§ **Фрагмент текста**
- - - - - - -

Страница 10 из 14
На переднем крае биотехнологической революции была компания «Генентек», основанная в 1976 году Бойером и венчурным инвестором Робертом А. Суонсоном. В следующем году, еще до того, как «Генентек» переехал в собственные помещения, Бойер и Кеиити Итакура в медицинском центре «Город надежды» (City of Hope) в Дуарте (Калифорния), работая с Артуром Риггзом, использовали технологию рекомбинантной ДНК, чтобы получить от E. coli человеческий белок соматостатин (который играет существенную роль в регуляции гормона роста). После этой вехи они обратились к более сложной молекуле – инсулину. Если бы им удалось заменить свиной инсулин, который тогда использовался для лечения диабета, это открыло бы огромный потенциальный рынок. Компания «Эли Лилли» подписала соглашение о совместном предприятии с «Генентеком» по разработке производственного процесса, и в 1982 году рекомбинантный инсулин под брендовым названием Humulin стал первым биотехнологическим продуктом, появившимся на рынке. К тому времени у «Генентека» было много соперников, включая некоторое количество мелких стартапов, поддерживаемых крупными фармацевтическими компаниями.

- - - - - - -

§ **Предоставленные материалы**
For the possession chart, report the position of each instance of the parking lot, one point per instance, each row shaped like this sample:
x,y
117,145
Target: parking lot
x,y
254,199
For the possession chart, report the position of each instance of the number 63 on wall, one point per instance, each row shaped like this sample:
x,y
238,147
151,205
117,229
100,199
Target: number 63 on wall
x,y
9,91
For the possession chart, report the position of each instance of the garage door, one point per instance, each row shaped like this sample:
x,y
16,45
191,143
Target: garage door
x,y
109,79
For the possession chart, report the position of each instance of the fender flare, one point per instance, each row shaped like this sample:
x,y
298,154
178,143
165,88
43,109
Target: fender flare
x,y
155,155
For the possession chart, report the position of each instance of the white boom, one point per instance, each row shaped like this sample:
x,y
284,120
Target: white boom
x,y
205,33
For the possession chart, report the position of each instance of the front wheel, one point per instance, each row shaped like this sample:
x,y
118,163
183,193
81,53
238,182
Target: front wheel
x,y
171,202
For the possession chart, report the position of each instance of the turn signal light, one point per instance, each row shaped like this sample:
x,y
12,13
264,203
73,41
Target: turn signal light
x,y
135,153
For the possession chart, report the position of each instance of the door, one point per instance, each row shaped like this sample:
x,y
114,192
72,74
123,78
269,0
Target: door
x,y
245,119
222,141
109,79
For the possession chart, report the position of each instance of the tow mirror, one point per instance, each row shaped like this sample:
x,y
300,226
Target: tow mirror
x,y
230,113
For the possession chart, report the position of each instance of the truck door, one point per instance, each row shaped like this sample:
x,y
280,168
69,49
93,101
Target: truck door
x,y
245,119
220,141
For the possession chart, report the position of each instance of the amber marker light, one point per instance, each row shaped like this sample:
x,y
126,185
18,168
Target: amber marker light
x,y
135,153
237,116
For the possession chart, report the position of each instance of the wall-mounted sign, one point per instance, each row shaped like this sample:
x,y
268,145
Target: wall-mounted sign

- - - - - - -

§ **О задании**
Продолжите фрагмент об истории компании «Генентек», начав сразу после его последнего предложения. Записи никак не связаны с фрагментом об истории компании «Генентек».

§ **Письменный ответ**
От этих первых открытий молекулярная биология стремительно разрослась до области, в которой практикуются все университеты мира и которая стала основой для многомиллиардного бизнеса, производящего наборы, тесты, реагенты, научное оборудование. Клонированы или клонируются и ежедневно изучаются гены едва ли не любых видов, включая бактерии, дрожжи, растения и млекопитающих. В исследовательских лабораториях и биотехнологических компаниях создаются метаболические пути, побуждающие клетки производить продукты в спектре от фармацевтики до еды, промышленных химикатов и энергоносителей.
Одновременно с этим прорывом в понимании «программного обеспечения» жизни – ДНК – значительно продвинулось и описание ее «аппаратной части» – белков. Белки – это базовые строительные блоки клетки, фундаментальной структурной единицы всех известных живых существ, от единственной клетки бактерии до тех ста триллионов, из которых состоит человеческое тело. Как упоминалось выше, мир клетки впервые был обнаружен Робертом Гуком, о котором некоторые говорят как об английском Леонардо да Винчи. Гук был первым британским ученым, показавшим, как экспериментальный метод с применением инструментов реально работает и приносит нарастающее знание. В своем шедевре Micrographia{59} (1665) Гук описал клетки (само слово cell происходит от латинского cellula – «ячейка»), разглядев сотовую структуру среза пробки под микроскопом. Каждое живое существо на земле состоит из клеток, окруженных мембраной, которая создает изолированный внутренний объем. Там находится генетический материал и клеточные механизмы для его репликации.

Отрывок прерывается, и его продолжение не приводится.